─── Texto de la página ───
Aquí estamos en las antípodas de la ilusión alimentada por Stefan Zweig, cuando afirmaba que el autor debía ir a la escuela del traductor: «todo escritor debería antes de nada pasar por la traducción ya que antes de escribir hace falta haber torturado a la propia lengua». Como acabamos de ver, en la inmensa mayoría de los casos, el traductor evita cuidadosamente «torturar» su propia lengua. Es necesario recordar aquí que todavía se alude regularmente a la «elegancia» cuando se habla de las exigencias de la traducción. Ahora bien, la elegancia no es otra cosa que un efecto de naturalidad (no «sentir la traducción») que hunde sus raíces, por un lado, en la creencia clásica del «genio de la lengua» y, por otro, en la de los estereotipos culturales.
El ejemplo de la no-traducción de «Tremulenzen» nos permite ir más lejos en el diagnóstico: no solamente el traductor rechaza el derecho a crear, sino que llega incluso a rechazar su propio estatus de segundo creador: ya que traduciendo «Tremulenzen» por «tremulencias» no creo por mí mismo, ya que no hago otra cosa que reproducir un modelo que se encuentra funcionalmente también en mi lengua; algo particularmente fácil dado que el neologismo alemán se sirve de términos extranjeros que son próximos a «mi» lengua, en este caso el francés.
Paradójicamente este doble rechazo –de naturaleza ideológica, y no psicológica o moral, insisto– es el que induce a los traductores a permitirse tantas «libertades», aunque únicamente en un registro de lo ya validado y reconocido (así pues, se trata de cualquier cosa ¡salvo de libertades!), en el registro de lo ya dicho (disfrazado por las maravillas de la «elegancia»). Se suman así a este registro, algo que es la consecuencia lógica del retorno de lo rechazado. Tal es la explicación de esta aparente contradicción que quiere que el traductor sea a la vez subordinado y (falsamente) libertario.
───
▶ [Objetivo de la tarea]
Responde según el texto sobre la traducción:
(a) ¿Por qué debía pasar todo escritor antes de nada, según afirmaba Stefan Zweig?
(b) ¿Con qué palabra se traduce «Tremulenzen» en el ejemplo?
(c) ¿De qué naturaleza es el doble rechazo, según insiste el autor?
─── Datos mostrados ───
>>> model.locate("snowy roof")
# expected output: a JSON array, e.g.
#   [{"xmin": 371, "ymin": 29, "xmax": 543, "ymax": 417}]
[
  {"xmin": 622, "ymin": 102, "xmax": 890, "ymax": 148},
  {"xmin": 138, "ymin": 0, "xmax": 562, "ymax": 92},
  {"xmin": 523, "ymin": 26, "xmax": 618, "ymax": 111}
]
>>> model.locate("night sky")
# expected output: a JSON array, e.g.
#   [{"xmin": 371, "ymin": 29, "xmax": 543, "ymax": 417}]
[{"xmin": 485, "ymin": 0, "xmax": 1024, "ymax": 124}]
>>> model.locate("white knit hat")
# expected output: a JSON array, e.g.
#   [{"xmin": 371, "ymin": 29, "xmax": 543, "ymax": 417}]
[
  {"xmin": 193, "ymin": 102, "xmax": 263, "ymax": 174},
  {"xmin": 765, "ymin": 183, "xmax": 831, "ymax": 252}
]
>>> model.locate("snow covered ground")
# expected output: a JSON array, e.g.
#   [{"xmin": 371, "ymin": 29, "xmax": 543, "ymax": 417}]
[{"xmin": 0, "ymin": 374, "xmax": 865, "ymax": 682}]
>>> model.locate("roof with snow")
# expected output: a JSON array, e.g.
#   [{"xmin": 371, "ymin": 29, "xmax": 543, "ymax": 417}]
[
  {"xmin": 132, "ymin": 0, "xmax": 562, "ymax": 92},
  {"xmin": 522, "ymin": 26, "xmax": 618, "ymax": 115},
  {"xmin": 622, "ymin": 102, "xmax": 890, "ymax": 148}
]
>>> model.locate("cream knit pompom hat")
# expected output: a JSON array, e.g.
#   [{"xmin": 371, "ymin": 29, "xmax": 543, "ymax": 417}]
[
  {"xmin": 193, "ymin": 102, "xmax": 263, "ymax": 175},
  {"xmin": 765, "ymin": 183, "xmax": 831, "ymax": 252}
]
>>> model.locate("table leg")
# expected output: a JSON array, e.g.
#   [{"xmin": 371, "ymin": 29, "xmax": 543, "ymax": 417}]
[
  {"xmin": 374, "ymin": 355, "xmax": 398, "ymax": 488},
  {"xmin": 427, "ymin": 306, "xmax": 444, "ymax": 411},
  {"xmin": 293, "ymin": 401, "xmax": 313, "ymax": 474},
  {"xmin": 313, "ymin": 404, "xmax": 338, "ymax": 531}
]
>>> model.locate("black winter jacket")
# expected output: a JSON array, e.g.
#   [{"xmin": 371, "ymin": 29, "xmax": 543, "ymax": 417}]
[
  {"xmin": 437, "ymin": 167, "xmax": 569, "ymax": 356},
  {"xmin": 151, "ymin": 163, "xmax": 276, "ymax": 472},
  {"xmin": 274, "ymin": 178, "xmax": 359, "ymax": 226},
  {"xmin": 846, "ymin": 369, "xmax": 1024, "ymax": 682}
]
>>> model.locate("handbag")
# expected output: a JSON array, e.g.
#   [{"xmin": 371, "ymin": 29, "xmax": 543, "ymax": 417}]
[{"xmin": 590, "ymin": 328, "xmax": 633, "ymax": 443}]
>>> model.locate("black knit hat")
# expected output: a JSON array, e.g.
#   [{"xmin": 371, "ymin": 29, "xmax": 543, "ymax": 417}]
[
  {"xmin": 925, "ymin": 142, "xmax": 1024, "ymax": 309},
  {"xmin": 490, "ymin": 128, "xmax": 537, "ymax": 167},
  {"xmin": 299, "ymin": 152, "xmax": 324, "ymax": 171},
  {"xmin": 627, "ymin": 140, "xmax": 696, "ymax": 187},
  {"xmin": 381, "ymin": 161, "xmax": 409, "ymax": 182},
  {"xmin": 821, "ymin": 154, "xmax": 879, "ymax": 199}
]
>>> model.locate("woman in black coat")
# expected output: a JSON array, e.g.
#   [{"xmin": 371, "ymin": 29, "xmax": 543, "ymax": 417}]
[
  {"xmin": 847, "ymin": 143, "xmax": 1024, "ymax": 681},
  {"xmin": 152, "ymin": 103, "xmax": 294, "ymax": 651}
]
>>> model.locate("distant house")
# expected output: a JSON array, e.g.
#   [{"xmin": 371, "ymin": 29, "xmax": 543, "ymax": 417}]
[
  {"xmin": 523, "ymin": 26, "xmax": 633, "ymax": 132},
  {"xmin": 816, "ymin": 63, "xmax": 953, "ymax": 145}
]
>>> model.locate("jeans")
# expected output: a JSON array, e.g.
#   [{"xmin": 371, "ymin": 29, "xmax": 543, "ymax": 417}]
───
▶ [Respuesta a la tarea]
(a) Por la traducción, ya que antes de escribir hace falta haber torturado a la propia lengua.
(b) Con «tremulencias».
(c) De naturaleza ideológica, y no psicológica o moral.